Lo scatto, che gli è valso il podio, ritrae un atomo di stronzio (numero atomico 38), mantenuto in sospensione grazie ai campi elettromagnetici provenienti da degli elettrodi metallici (a forma di grandi matite appuntite) che ha ai suoi lati a circa 2mm di distanza e che costituiscono la trappola ionica. Nonostante la levitazione magnetica sia sempre affascinante, non è abbastanza per colpire il cuore scientifico della giuria, che vanta tra i membri il professore Dame Ann Dowlin, presidente della Royal Academy of Engineering.

──────

> _Richiesta 1_
Nel testo sulla foto dell'atomo di stronzio, a che distanza circa dall'atomo si trovano gli elettrodi metallici?
> _Richiesta 2_
Prosegui il testo sulla foto dell'atomo di stronzio a partire dall'ultima frase riportata.

> _Dati_
──────

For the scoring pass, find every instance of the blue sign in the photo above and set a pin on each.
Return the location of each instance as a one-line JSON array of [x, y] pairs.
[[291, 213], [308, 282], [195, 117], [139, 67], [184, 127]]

──────

> _Risposta scritta 1_
Gli elettrodi metallici si trovano a circa 2 mm di distanza dall'atomo.

> _Risposta scritta 2_
Immagine: Wikipedia

La peculiarità dell’immagine sta nella macchina fotografica utilizzata: nessuno strano aggeggio futuristico come potremmo immaginarci, ma una semplice macchina fotografica commerciale (una reflex digitale Canon 5D Mark II con obiettivo EF 50mm f / 1.8 Canon). Lo stronzio infatti, illuminato con un laser tra il blu e il viola (verso la fine dello spettro visibile), assorbe i fotoni in arrivo e si eccita.

Questo stato di eccitazione ha un tempo di vita limitato, per cui tenderà a diseccitarsi rilasciando l’energia acquisita ancora sotto forma di fotoni: la peculiarità di questo atomo è che il processo è talmente tanto veloce da permettere di acquisire un’immagine semplicemente con la lunga esposizione della fotocamera.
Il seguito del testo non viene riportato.